INSTRUCTION >> Render the lines of these entries as a Markdown table with the columns Number and Entry line, one row per line, numbered in order and omitting blank lines. Cover every entry, and leave the pictures out of the table.

Image box annotation entries:
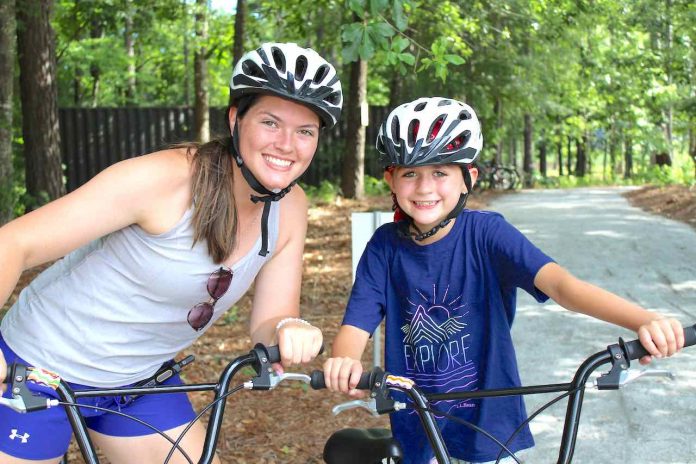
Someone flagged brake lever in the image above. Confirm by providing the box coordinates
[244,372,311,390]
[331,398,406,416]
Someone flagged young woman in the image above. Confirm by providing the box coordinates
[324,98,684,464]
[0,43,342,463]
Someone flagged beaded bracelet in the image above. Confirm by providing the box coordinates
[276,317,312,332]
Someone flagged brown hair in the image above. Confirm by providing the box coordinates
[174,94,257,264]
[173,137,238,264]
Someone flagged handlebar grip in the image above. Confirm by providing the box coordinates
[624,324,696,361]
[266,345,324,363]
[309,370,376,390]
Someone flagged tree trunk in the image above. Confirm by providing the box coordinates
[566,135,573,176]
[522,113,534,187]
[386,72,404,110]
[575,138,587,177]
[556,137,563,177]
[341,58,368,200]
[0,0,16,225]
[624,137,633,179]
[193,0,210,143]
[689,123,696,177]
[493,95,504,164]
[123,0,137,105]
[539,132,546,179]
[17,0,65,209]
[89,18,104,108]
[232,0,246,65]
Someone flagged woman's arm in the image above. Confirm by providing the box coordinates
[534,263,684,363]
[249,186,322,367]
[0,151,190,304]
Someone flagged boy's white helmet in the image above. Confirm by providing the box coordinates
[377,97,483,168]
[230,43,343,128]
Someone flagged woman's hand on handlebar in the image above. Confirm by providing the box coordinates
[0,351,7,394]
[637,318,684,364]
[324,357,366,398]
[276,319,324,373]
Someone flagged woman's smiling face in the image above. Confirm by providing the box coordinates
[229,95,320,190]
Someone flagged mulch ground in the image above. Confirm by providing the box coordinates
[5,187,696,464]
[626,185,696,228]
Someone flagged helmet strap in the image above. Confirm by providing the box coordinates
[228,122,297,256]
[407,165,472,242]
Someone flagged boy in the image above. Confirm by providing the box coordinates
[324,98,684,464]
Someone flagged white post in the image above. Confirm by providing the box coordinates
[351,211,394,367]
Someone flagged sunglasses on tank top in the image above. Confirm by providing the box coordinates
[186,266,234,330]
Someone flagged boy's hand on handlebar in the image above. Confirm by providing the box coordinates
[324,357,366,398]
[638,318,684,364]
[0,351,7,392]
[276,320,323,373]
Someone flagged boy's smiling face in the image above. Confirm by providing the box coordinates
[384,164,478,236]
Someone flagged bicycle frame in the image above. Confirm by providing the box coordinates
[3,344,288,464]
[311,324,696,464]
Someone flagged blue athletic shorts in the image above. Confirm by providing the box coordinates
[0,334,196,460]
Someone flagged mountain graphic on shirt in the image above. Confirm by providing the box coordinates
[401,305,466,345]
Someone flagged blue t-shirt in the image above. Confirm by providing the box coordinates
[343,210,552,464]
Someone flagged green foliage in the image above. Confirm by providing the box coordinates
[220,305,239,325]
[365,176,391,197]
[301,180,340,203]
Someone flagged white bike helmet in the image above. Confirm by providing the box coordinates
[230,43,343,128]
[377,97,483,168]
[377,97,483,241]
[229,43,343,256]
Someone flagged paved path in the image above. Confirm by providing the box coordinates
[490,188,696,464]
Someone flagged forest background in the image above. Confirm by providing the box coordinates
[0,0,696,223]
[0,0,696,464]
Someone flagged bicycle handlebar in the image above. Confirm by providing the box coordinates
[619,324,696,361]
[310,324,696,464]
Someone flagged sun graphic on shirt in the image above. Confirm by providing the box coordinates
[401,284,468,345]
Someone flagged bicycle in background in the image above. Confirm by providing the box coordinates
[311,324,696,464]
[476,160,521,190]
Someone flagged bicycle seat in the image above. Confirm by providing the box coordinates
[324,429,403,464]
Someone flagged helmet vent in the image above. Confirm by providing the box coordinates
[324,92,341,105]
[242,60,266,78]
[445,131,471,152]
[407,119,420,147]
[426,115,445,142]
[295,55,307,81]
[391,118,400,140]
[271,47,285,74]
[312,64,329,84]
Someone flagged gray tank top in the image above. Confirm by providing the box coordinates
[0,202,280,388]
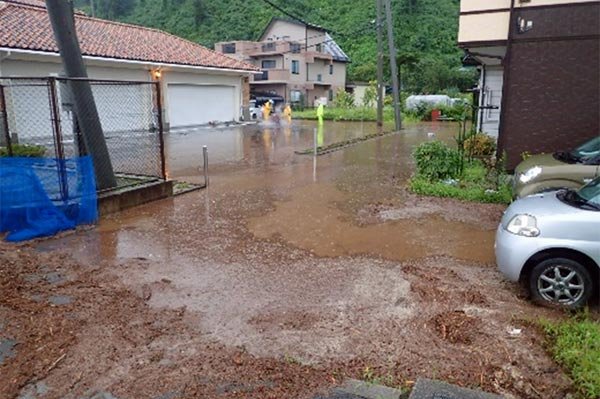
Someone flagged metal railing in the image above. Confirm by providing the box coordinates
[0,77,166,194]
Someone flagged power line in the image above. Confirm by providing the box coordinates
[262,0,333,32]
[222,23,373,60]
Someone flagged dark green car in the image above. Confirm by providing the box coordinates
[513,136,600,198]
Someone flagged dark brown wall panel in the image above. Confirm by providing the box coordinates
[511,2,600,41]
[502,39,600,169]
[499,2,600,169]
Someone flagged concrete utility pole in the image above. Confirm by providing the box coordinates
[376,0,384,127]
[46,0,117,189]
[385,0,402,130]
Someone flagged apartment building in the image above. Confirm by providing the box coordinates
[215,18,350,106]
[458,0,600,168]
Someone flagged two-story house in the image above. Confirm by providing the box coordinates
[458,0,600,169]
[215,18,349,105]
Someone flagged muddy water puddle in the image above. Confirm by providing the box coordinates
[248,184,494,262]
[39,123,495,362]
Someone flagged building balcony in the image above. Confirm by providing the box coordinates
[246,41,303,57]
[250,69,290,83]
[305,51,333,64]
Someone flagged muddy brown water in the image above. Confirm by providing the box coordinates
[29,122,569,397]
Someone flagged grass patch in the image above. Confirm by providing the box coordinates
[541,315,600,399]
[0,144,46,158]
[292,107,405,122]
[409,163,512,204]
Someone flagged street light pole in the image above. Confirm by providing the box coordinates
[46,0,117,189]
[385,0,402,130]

RESPONSE >>
| Number | Entry line |
|---|---|
| 1 | Someone flagged brake lever in the image above. Confirm by providing the box coordinates |
| 2 | [244,372,311,390] |
| 3 | [331,398,406,416] |
| 4 | Someone flagged young woman in the image above. Confirm by providing the box coordinates |
| 5 | [324,98,684,464] |
| 6 | [0,43,342,463] |
| 7 | Someone flagged beaded bracelet in the image above. Confirm by providing the box coordinates |
| 8 | [276,317,312,332] |
| 9 | Someone flagged brown hair in the image above. Confirm by providing the box coordinates |
| 10 | [174,94,257,264] |
| 11 | [173,137,238,264] |
| 12 | Someone flagged handlebar grip in the image above. Confirm by providing the box coordinates |
| 13 | [624,324,696,361] |
| 14 | [266,345,324,363] |
| 15 | [309,370,376,390] |
| 16 | Someone flagged tree trunk in the image above. Confirm by providing the box coordinates |
| 17 | [566,135,573,176] |
| 18 | [522,113,534,187] |
| 19 | [386,72,404,110] |
| 20 | [575,138,587,177] |
| 21 | [556,137,563,177] |
| 22 | [341,58,368,200] |
| 23 | [0,0,16,225] |
| 24 | [624,137,633,179] |
| 25 | [193,0,210,143] |
| 26 | [689,123,696,177] |
| 27 | [493,95,504,164] |
| 28 | [123,0,137,105] |
| 29 | [539,132,546,179] |
| 30 | [17,0,65,209] |
| 31 | [89,18,104,108] |
| 32 | [232,0,246,65] |
| 33 | Someone flagged woman's arm in the image above. Confirm by providing the box coordinates |
| 34 | [534,263,684,363] |
| 35 | [249,186,322,367] |
| 36 | [0,151,190,304] |
| 37 | Someone flagged boy's white helmet in the image above. Confirm by providing the box coordinates |
| 38 | [377,97,483,168] |
| 39 | [230,43,343,128] |
| 40 | Someone flagged woman's hand on handlebar in the image above. Confirm by providing the box coordinates |
| 41 | [0,351,7,394] |
| 42 | [637,318,684,364] |
| 43 | [324,357,366,398] |
| 44 | [276,319,324,373] |
| 45 | Someone flagged woman's smiling face in the image above. Confirm by providing the box coordinates |
| 46 | [229,95,320,190] |
| 47 | Someone flagged mulch ground in the image above. Confirm by providing the box coordinates |
| 48 | [5,187,696,464] |
| 49 | [626,185,696,228] |
| 50 | Someone flagged helmet strap in the image above. Confirm by providing the box coordinates |
| 51 | [228,122,297,256] |
| 52 | [407,165,472,242] |
| 53 | Someone flagged boy in the image above. Confirm by providing the box coordinates |
| 54 | [324,98,684,464] |
| 55 | Someone flagged white post in the image above. Confirm by providing the box coordinates |
| 56 | [351,211,394,367] |
| 57 | Someone flagged sunglasses on tank top in the image above. Confirm by providing the box coordinates |
| 58 | [186,266,234,330] |
| 59 | Someone flagged boy's hand on handlebar in the image above. Confirm by providing the box coordinates |
| 60 | [324,357,366,398] |
| 61 | [638,318,684,364] |
| 62 | [0,351,7,392] |
| 63 | [276,320,323,373] |
| 64 | Someone flagged boy's smiling face in the image above. Confirm by providing the box coordinates |
| 65 | [384,164,478,236] |
| 66 | Someone flagged bicycle frame in the image above. Confirm by providing the box coordinates |
| 67 | [3,344,288,464] |
| 68 | [311,324,696,464] |
| 69 | Someone flagged blue athletic shorts in the image above. Confirm by providing the box coordinates |
| 70 | [0,334,196,460] |
| 71 | Someone flagged mountain graphic on shirt in the image above. Confirm by providing the box coordinates |
| 72 | [401,305,466,345] |
| 73 | Someone flagged blue t-shirt in the image above. Confirm by providing the box coordinates |
| 74 | [343,210,552,464] |
| 75 | Someone flagged green foliage in the image above. Confirm by providing the box coordinates |
| 76 | [220,305,239,325] |
| 77 | [365,176,391,197] |
| 78 | [301,180,340,203] |
| 79 | Someone flagged white bike helmet in the image above. Confirm by providing the box coordinates |
| 80 | [230,43,343,128] |
| 81 | [377,97,483,168] |
| 82 | [377,97,483,241] |
| 83 | [229,43,343,256] |
| 84 | Someone flagged paved path in the image above. Confirm by providing the box coordinates |
| 85 | [490,188,696,464] |
| 86 | Someone flagged forest background in the image above. Confirm by providing the box coordinates |
| 87 | [0,0,696,223] |
| 88 | [0,0,696,464] |
| 89 | Someone flagged bicycle handlebar in the image above. Confirm by providing the box coordinates |
| 90 | [619,324,696,361] |
| 91 | [310,324,696,464] |
| 92 | Someone flagged sun graphic on shirt in the image above. Confirm by providing the box coordinates |
| 93 | [401,284,468,345] |
| 94 | Someone flagged bicycle in background in the image above. Confirm by providing the box coordinates |
| 95 | [311,324,696,464] |
| 96 | [476,160,521,190] |
| 97 | Someone flagged bicycle seat in the image above. Confirm by providing the box coordinates |
| 98 | [324,429,403,464] |
| 99 | Someone flagged helmet vent in the image above. Confirm by providing the box coordinates |
| 100 | [324,92,341,105] |
| 101 | [242,60,266,78] |
| 102 | [445,131,471,152] |
| 103 | [407,119,420,147] |
| 104 | [426,115,445,142] |
| 105 | [295,55,307,81] |
| 106 | [391,118,400,140] |
| 107 | [271,47,285,74] |
| 108 | [312,64,329,84] |
| 109 | Someone flagged gray tank top in the image above. Confirm by providing the box coordinates |
| 110 | [0,202,280,388] |
| 111 | Someone flagged metal railing in the image above. Confirm by providing the box coordinates |
| 112 | [0,77,166,194] |
| 113 | Someone flagged power line in the image above. Confirm by providing the box coordinates |
| 114 | [262,0,333,32] |
| 115 | [222,23,373,60] |
| 116 | Someone flagged dark green car in the image above. Confirm by providing the box coordinates |
| 117 | [513,136,600,198] |
| 118 | Someone flagged dark brown wall panel in the image above. Confirm by providing the box coordinates |
| 119 | [511,2,600,41] |
| 120 | [502,39,600,169] |
| 121 | [499,2,600,169] |
| 122 | Someone flagged concrete utility pole in the image above. Confirm by providing the box coordinates |
| 123 | [376,0,384,127] |
| 124 | [46,0,117,189] |
| 125 | [385,0,402,130] |
| 126 | Someone flagged apartment building in the image above. Confirm by providing the box coordinates |
| 127 | [215,18,350,106] |
| 128 | [458,0,600,168] |
| 129 | Someone flagged two-story house in the image above. Confirm by providing the box coordinates |
| 130 | [458,0,600,169] |
| 131 | [215,18,349,105] |
| 132 | Someone flagged muddy water puddle in the image above. Confirm by providing the box coordinates |
| 133 | [248,184,494,262] |
| 134 | [39,123,495,362] |
| 135 | Someone flagged building balcony in the image above. Confirm by providing the box coordinates |
| 136 | [246,41,303,57] |
| 137 | [250,69,290,83] |
| 138 | [305,51,333,64] |
| 139 | Someone flagged muddy brown water in the image above. Confirm by providing the box coordinates |
| 140 | [29,122,569,397] |
| 141 | Someone flagged grass patch in the image above. Confirm by providing the box coordinates |
| 142 | [541,315,600,399] |
| 143 | [0,144,46,158] |
| 144 | [292,107,405,122] |
| 145 | [409,163,512,204] |
| 146 | Someone flagged street light pole in the image above. Confirm by providing the box coordinates |
| 147 | [46,0,117,189] |
| 148 | [385,0,402,130] |